Instructions for the task. Resume the Mark devotionals below, continuing on from their last line.

Excerpt.
Tag Archives: Mark

My Delight is the Lord, August 17

When Evil Wins

August 17, Wednesday: Knowing God’s Son

Scripture Reading: Mark 6:14-29

It is truly disturbing when evil wins. How disheartening when selfish, prideful, arrogant, and depraved people wield influence over the lives of the godly and righteous. Yet, a man like John the Baptist came under the sway of an exhibitionist young woman, her promiscuous and vindictive mother, and the impulsive and spineless king. As a result John died a violent and sudden death. It’s infuriating, isn’t it? But, it’s far from a victory for wrong. Sure, wickedness got its way, it often does. But evil did not, does not, and cannot win. It’s the timing and present circumstances that give us trouble. The upper hand never belongs to Satan. The fact that he is allowed to wield influence and at times to carry the day is no sign of triumph. Dominion always has and always will belong to God.

Questions to Ponder:

  • Why did some think Jesus was John raised from the dead? (v. 14)
  • For whose sake did Herod imprison John? (v. 17)
  • What did Herod know about John? (v. 20)
  • What did Herod want to honor? (v. 26)

My Delight is the Lord, July 26

Never Be a Cause for Sin

July 26, Tuesday: Following God’s Way

Scripture Reading: Mark 9:42-50

Sin is bad. We really don’t understand how bad it is; it separates us from God, it stains our soul, it ruthlessly destroys, and it requires nothing less that Jesus’ own blood to remedy. Jesus brings to our attention concern for sin’s cause. What prompts it? What serves as an influence that results in sin? Jesus’ warning is chilling. Do not, at any cost, be the cause for “one of these little ones” to sin (v. 42). Further, you would be better off to purposefully maim and disfigure your own body if some part of it were the reason for sin (vv. 43-47). That’s strong language. What in your own life serves as an entry point for sin? Think about it; a person, an activity, a habit, an event, a technology device? It could be anything. No measure would be too extreme to eliminate this avenue for sin, especially if it is something much loved and cherished. The price of failure here, is just far too high.

Questions to Ponder:

  • Who are “these little ones”? (v. 42)
  • How is hell described? (v. 44)

Material provided.
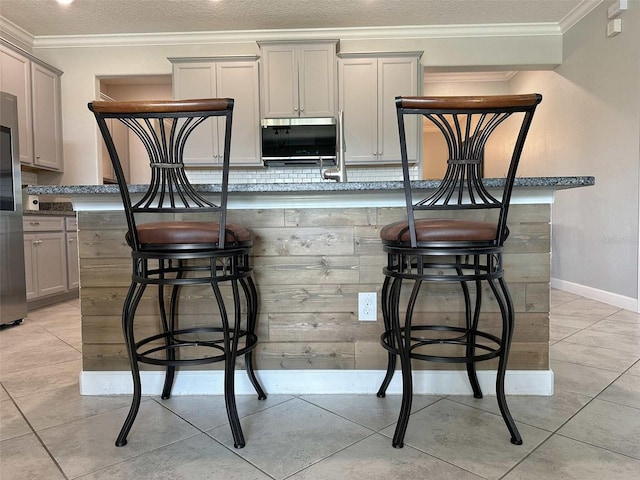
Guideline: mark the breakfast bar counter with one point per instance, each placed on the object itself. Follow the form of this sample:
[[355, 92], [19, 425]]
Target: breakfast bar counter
[[316, 247]]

Result for this exercise.
  • To what does “kingdom of God” refer? (v. 47)
  • What does it mean to be “salted with fire”? (v. 49)

My Delight is the Lord, June 22

Can’t Hide Jesus

June 22, Wednesday: Knowing God’s Son

Scripture Reading: Mark 7:24-37

Even Jesus sought solitude for Himself. He left His homeland (the only time in His adult life He did so), went into a house “and did not want anyone to know” (v. 24). The pressures and expectations on Him had to have been unimaginable. But alas, “he could not be hidden” (v. 24). Do you remember Jesus taught that as His followers we should not be hidden either (see Matt. 5:14-15). Jesus, just acting like Himself, gave away His identity. So too it should be with us. Just living the way Jesus teaches us to live should betray our identity as His disciples as well. The only way such could be hidden is if we quit doing what He said to do–then we have another, quite serious, problem. No, it should be obvious, as obvious as, well, a light shining in darkness.

Questions to Ponder:

  • What is the significance of this miracle? (vv. 24-30)
  • How might Jesus’ statement be construed as rude or harsh? (v. 27)
  • Why would the translation of Ephphatha be provided? (v. 34)
  • What was the reaction to this miracle? (v. 37)

My Delight is the Lord, May 11

What Does Faithfulness Look Like?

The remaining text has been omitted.